__WHAT THE EXERCISE ASKS__: Write the lines out again, from the top of the material to the line containing "The client would like the light", pictures excluded.

__SOURCE DATA__:
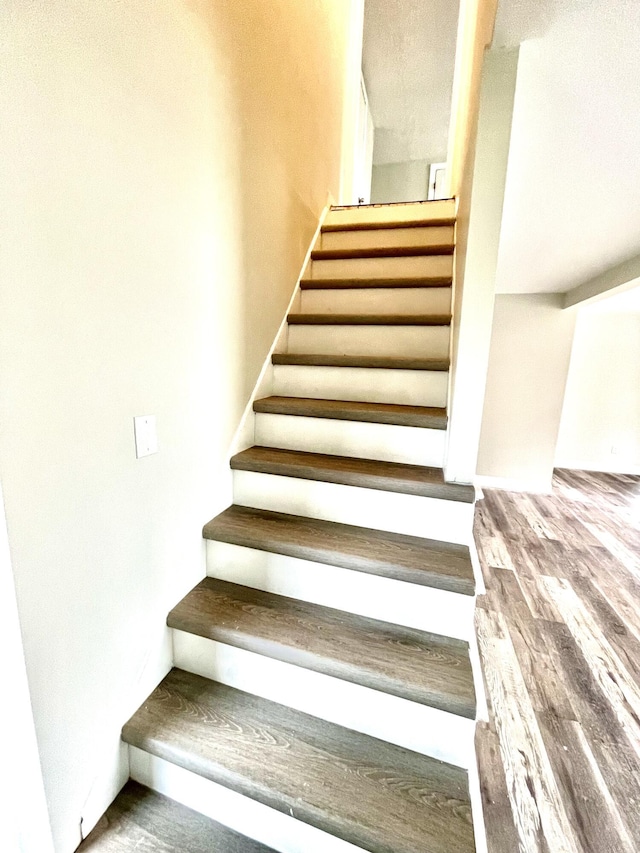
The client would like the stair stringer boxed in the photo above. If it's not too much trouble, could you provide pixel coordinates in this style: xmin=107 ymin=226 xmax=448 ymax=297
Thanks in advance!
xmin=227 ymin=198 xmax=334 ymax=460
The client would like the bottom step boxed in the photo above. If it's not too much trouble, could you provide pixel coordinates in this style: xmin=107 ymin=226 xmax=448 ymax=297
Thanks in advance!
xmin=122 ymin=669 xmax=474 ymax=853
xmin=78 ymin=780 xmax=274 ymax=852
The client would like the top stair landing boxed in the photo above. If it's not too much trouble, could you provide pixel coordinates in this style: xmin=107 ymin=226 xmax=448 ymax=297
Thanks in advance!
xmin=323 ymin=199 xmax=456 ymax=232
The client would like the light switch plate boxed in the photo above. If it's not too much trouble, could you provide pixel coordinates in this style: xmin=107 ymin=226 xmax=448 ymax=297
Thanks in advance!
xmin=134 ymin=415 xmax=158 ymax=458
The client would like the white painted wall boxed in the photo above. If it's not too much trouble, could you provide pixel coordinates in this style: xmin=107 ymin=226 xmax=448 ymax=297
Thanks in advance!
xmin=556 ymin=311 xmax=640 ymax=474
xmin=0 ymin=485 xmax=54 ymax=853
xmin=0 ymin=2 xmax=355 ymax=850
xmin=494 ymin=0 xmax=640 ymax=295
xmin=476 ymin=294 xmax=576 ymax=491
xmin=370 ymin=159 xmax=432 ymax=203
xmin=446 ymin=48 xmax=519 ymax=484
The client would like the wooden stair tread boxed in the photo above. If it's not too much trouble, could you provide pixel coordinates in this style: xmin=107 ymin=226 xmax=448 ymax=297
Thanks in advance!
xmin=287 ymin=313 xmax=451 ymax=326
xmin=311 ymin=244 xmax=454 ymax=260
xmin=272 ymin=353 xmax=450 ymax=370
xmin=322 ymin=220 xmax=456 ymax=232
xmin=122 ymin=669 xmax=475 ymax=853
xmin=253 ymin=396 xmax=448 ymax=429
xmin=203 ymin=505 xmax=475 ymax=595
xmin=169 ymin=578 xmax=475 ymax=717
xmin=78 ymin=780 xmax=274 ymax=852
xmin=300 ymin=278 xmax=452 ymax=290
xmin=230 ymin=447 xmax=475 ymax=503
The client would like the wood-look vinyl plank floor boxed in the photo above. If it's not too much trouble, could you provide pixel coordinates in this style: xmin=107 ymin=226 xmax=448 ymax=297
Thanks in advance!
xmin=475 ymin=469 xmax=640 ymax=853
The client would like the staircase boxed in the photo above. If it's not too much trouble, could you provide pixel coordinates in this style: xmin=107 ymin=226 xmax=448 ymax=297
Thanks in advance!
xmin=91 ymin=200 xmax=482 ymax=853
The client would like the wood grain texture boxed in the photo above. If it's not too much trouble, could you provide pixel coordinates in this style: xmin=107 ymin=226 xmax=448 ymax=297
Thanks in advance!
xmin=476 ymin=607 xmax=581 ymax=853
xmin=77 ymin=780 xmax=275 ymax=852
xmin=168 ymin=577 xmax=475 ymax=717
xmin=542 ymin=620 xmax=640 ymax=847
xmin=475 ymin=723 xmax=520 ymax=853
xmin=475 ymin=469 xmax=640 ymax=853
xmin=230 ymin=446 xmax=476 ymax=503
xmin=271 ymin=353 xmax=450 ymax=371
xmin=253 ymin=396 xmax=448 ymax=429
xmin=122 ymin=669 xmax=475 ymax=853
xmin=203 ymin=505 xmax=475 ymax=595
xmin=300 ymin=278 xmax=452 ymax=289
xmin=537 ymin=712 xmax=636 ymax=853
xmin=287 ymin=312 xmax=451 ymax=325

__EXERCISE RESPONSE__:
The client would like the stair stringer boxed in the photo above. If it's not too much trouble, could you provide pixel coordinates in this style: xmin=107 ymin=226 xmax=448 ymax=297
Thanks in advance!
xmin=227 ymin=198 xmax=334 ymax=460
The client would like the bottom step boxed in the photo above. If it's not too much trouble, could you provide pixel coordinates in this style: xmin=107 ymin=226 xmax=448 ymax=297
Thanks in advance!
xmin=122 ymin=669 xmax=474 ymax=853
xmin=78 ymin=780 xmax=274 ymax=852
The client would like the top stair landing boxed in the photo above. If it's not too much trouble, could you provide pixel coordinates in this style: xmin=107 ymin=226 xmax=448 ymax=297
Thanks in advance!
xmin=323 ymin=199 xmax=456 ymax=232
The client would like the light switch plate boxed in the photo above. If it's not too much trouble, could you provide pixel coordinates in this style: xmin=107 ymin=226 xmax=448 ymax=297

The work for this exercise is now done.